(Instruction 1) Copy the entries verbatim, starting at the line that contains "337, row 111." and continuing through the last line of the entries.

(Excerpt provided)
• • • • • • •
FILM – Straw in the Wind by James Callow

Straw in the Wind was produced as part of the UK Film Council’s “Digital Shorts” production scheme.

 

 

Producers: UK Film Council / South West Screen

Writer & Director: James Callow

Man harassed by Chair: David Hargreaves

Cinematography: Terry Flaxton

Sound: Paul Baker

Editor: Luke Wiles

Producer Mark Parry

Executive Producers Caroline Cooper Charles, Sarah Jane Meredith

Funded by UK Film Council, South West Screen

 

Director’s Statement:

 

My interest in photography drew me to film, but to a film driven primarily by painting, (rather than narrative). I would like to make films that capture the quality of time and place the way the painter Turner did. For me, time, place and landscape are strong characters that should not be left voiceless.

At the time this film was made, I applied the notion of painting to the image, both in front of the camera (smearing the lens and such like) and in color grading. Curiously, now that film images are ostensibly heavily color-manipulated in post production, I am increasingly thrilled by those moments when the specific light of real time and place invade the image rather than those that are heavily doctored to conform to the representational codes of genre. In my current academic research I account for, measure, and articulate the moments of the “local,” the way the light falls on the world at a certain time and place, amid the “global,” a kind of hegemony of light and shadow.
• • • • • • •
Dataset excerpt
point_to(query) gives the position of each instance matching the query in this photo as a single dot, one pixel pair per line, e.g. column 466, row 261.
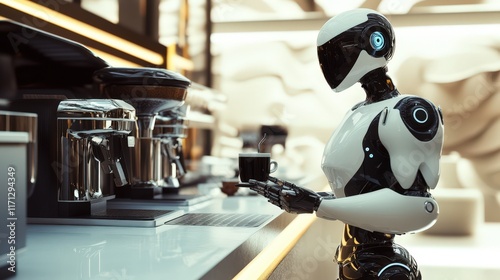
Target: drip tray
column 220, row 220
column 116, row 217
column 159, row 201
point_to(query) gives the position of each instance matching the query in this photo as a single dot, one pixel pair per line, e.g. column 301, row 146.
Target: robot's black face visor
column 338, row 56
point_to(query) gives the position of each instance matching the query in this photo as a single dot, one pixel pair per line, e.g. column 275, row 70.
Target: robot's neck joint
column 378, row 86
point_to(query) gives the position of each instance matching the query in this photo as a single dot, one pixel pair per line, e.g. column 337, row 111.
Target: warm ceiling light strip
column 84, row 29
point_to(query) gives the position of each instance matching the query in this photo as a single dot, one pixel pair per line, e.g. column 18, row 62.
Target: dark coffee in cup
column 256, row 166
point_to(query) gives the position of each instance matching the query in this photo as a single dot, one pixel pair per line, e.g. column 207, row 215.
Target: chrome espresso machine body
column 97, row 140
column 157, row 95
• • • • • • •
(Instruction 2) In the page about the short film, condense the paragraph beginning "My interest in photography" into a shorter version that keeps its main points.

(Worked answer 1)
point_to(query) gives the position of each instance matching the query in this photo as a single dot, one pixel pair per line, e.g. column 337, row 111.
Target: warm ceiling light strip
column 84, row 29
point_to(query) gives the position of each instance matching the query in this photo as a single dot, one pixel pair per line, e.g. column 18, row 62.
Target: dark coffee in cup
column 256, row 166
point_to(query) gives the position of each instance matching the query in this photo as a single dot, one pixel pair per line, e.g. column 207, row 215.
Target: chrome espresso machine body
column 97, row 140
column 157, row 95

(Worked answer 2) Photography led the director to film, specifically to film driven more by painting than by narrative. The goal is to capture the quality of time and place as the painter Turner did, because time, place and landscape are strong characters that should not be left voiceless.